Objectif
Indiquez si chacune des affirmations suivantes concorde avec le texte sur le déclin de la biodiversité, par oui ou non, en citant à l'identique les mots du texte qui tranchent. (a) Aux États-Unis, on comptait six millions de colonies d'abeilles en 1947. (b) À Porto Rico, la chute de 98 % des insectes terrestres a été mesurée sur cinquante ans. (c) Avec un réchauffement limité à 2 degrés, 25 % des espèces des 35 régions concernées seraient condamnées à l'horizon 2080.

Texte fourni
Des effondrements de populations d’insectes ont récemment été signalés en Allemagne et à Porto Rico, où une récente étude a révélé une chute de 98 % des insectes terrestres depuis trente-cinq ans, mais l’étude montre clairement que la crise est mondiale. Les papillons et les papillons de nuit sont parmi les plus touchés.
Les abeilles ont également été gravement touchées, la moitié seulement des espèces de bourdons recensées en Oklahoma aux États-Unis en 1949 étant présentes en 2013. Le nombre de colonies d’abeilles aux États-Unis était de six millions en 1947, 3,5 millions ont disparu depuis. Il existe plus de 350 000 espèces de coléoptères et on pense que beaucoup d’entre elles ont décliné, en particulier les dendroctones du fumier. Si on dispose de beaucoup moins d’informations sur les mouches, fourmis, pucerons, insectes boucliers et criquets, les experts affirment qu’il n’y a aucune raison de penser qu’ils s’en sortent mieux que les espèces étudiées.
Au début du mois de mars de cette année (2019), le WWF en partenariat avec un groupe d'experts du Tyndall Centre for Climate Change de l'Université d'East Anglia établit que dans le cas d'un réchauffement du climat de 4,5 degrés, 50 % des espèces qui peuplent actuellement 35 régions identifiées comme étant particulièrement riches en biodiversité disparaîtront à l'horizon 2080 (5). Dans le cas d'un réchauffement "contenu" à 2 degrés, conformément aux accords de Paris, ce serait 25 % de ces espèces qui seraient condamnées à même échéance.
Le 27 octobre 2016, l'ONG World Wild Fund for Nature (WWF), en partenariat avec la London Zoological Society et l'ONG Global Footprint Network, publie une étude (7) qui démontre qu'en 40 ans, plus de 50 % de la population de vertébrés a disparu de la surface de la Terre.
Toutes ces données scientifiques corroborent l'ensemble des indicateurs à notre disposition: la vie disparaît de notre planète. Et le rythme s'accélère.
Les causes sont connues, identifiées, établies: utilisation et émission massive de produits chimiques et pétroliers par l'agriculture et l'industrie; disparition des zones naturelles et déforestation, artificialisation des sols et ruptures des continuités écologiques; réchauffement climatique rapide sans possibilité pour la faune et la flore de s'y adapter; prélèvement excessif sur les populations animales par les activités de pêche industrielle; activités minières irraisonnées qui détériorent et polluent de nombreux écosystèmes; explosion de la quantité de déchets produits par les humains (8). Ces causes qui conduisent à l'effondrement de la vie sur Terre ont un point d’origine: la prédation productiviste de l'Homme sur l'environnement, dictée par le culte de la croissance. Ce modèle dit "de développement" constitue une arme de destruction massive contre la Nature.

Lignes de données
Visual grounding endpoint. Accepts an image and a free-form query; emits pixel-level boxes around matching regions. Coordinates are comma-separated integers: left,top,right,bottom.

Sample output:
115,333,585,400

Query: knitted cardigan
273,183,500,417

Tâche réalisée
(a) Oui : « Le nombre de colonies d’abeilles aux États-Unis était de six millions en 1947 ».
(b) Non : « une chute de 98 % des insectes terrestres depuis trente-cinq ans ».
(c) Oui : « ce serait 25 % de ces espèces qui seraient condamnées à même échéance ».